Sunday was my wife, Christine's, first long ride in the Spider. Sure, she had been on numerous short trips around town with me, but nothing of any substance, nothing that could be considered tourism. Truth be told, a day traveling out in the countryside for the sake of seeing the countryside and dancing down the roads is not really her thing like it is for me, but she was a good sport and agreed to spend the day with me out in the sunshine and fresh air, getting out of the big city and into nature to see the fields, forests, and waterways. To ride the roller coasters of southeastern Minnesota and southwestern Wisconsin, areas I've been enjoying for years by motorcycle. To get out and say hello to the cows.

I generally don't head out with a hard destination in mind, the journey vs. the destination, but having a destination is helpful for her. And what better excuse for a nice, long drive than a nice lunch? Years ago we'd discovered Buzzard Billy's Bar & Grill (a.k.a. BB's Flying Carp Cafe) in La Crosse, WI. Tasty Cajun-style cooking in the upper mid-west. Also located in Iowa, Nebraska, and Texas. (Huh, no locations in New Orleans.)
https://www.buzzardbillys.com/
And these are just the appetizers. Now, I've never been to N'Awlins to laissez les bon temps rouler, but if this WI prepared food is half as good as the original, I need to get myself down there someday.

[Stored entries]
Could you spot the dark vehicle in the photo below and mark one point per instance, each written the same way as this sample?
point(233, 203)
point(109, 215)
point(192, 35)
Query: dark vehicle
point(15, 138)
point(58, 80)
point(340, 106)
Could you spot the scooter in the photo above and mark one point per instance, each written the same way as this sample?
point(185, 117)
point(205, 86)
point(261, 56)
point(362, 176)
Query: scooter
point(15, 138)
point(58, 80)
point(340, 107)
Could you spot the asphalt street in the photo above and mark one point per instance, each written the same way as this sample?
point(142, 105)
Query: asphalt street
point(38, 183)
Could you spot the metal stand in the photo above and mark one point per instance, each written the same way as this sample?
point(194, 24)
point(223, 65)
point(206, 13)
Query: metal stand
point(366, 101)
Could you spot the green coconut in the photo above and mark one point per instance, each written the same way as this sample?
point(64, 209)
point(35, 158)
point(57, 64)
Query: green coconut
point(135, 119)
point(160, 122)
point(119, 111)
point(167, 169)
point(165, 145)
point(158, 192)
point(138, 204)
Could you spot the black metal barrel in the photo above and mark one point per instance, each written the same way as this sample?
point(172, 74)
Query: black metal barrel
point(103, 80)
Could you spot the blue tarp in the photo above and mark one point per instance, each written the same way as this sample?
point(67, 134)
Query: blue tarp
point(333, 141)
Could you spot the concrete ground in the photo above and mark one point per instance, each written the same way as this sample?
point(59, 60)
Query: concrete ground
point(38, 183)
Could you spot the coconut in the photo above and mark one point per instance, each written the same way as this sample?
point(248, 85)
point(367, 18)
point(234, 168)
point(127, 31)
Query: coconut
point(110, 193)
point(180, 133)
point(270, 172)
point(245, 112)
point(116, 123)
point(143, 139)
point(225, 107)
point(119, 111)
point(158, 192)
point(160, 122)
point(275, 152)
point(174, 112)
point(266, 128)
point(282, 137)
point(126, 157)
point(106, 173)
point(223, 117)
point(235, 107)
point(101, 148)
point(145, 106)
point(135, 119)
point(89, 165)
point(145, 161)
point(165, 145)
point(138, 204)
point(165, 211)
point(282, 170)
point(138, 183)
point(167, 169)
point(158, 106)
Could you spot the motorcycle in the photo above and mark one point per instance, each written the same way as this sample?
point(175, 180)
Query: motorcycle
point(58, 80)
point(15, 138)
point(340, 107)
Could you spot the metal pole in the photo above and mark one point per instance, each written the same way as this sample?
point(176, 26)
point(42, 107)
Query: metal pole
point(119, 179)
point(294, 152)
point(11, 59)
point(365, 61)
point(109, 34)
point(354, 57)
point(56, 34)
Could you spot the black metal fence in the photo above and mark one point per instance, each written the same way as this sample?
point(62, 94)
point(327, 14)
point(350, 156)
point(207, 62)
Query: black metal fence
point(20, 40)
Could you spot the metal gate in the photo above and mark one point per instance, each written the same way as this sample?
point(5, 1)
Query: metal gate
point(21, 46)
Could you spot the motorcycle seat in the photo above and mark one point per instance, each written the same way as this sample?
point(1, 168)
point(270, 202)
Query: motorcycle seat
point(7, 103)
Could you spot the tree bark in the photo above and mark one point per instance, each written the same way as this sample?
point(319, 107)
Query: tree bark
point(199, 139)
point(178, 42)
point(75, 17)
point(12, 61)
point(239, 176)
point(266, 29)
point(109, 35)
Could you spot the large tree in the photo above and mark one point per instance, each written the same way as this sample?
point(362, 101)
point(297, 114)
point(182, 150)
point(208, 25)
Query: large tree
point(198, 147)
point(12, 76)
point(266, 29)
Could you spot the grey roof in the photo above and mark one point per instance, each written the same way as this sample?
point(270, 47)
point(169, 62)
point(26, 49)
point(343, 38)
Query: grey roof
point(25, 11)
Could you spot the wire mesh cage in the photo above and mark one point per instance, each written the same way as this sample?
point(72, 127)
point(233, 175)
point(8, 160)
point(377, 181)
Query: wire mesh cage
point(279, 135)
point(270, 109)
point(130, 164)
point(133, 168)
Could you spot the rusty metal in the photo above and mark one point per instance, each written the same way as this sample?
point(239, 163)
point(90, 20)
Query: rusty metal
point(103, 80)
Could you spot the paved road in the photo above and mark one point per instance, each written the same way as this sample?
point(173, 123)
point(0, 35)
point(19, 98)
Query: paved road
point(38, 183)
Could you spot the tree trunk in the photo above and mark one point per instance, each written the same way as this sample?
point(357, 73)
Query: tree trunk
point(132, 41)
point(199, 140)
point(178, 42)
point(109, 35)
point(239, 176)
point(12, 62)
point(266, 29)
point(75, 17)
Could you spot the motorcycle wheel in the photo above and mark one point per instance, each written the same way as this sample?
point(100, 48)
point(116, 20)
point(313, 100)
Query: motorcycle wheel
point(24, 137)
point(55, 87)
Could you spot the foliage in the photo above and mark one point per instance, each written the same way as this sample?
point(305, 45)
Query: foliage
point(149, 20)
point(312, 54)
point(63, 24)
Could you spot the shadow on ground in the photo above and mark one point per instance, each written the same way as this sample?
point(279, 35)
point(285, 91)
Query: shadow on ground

**WORK TO BE COMPLETED**: Repeat word for word the passage of the road-trip post running from "I generally don't" up to and including "in New Orleans.)".

**RESULT**:
I generally don't head out with a hard destination in mind, the journey vs. the destination, but having a destination is helpful for her. And what better excuse for a nice, long drive than a nice lunch? Years ago we'd discovered Buzzard Billy's Bar & Grill (a.k.a. BB's Flying Carp Cafe) in La Crosse, WI. Tasty Cajun-style cooking in the upper mid-west. Also located in Iowa, Nebraska, and Texas. (Huh, no locations in New Orleans.)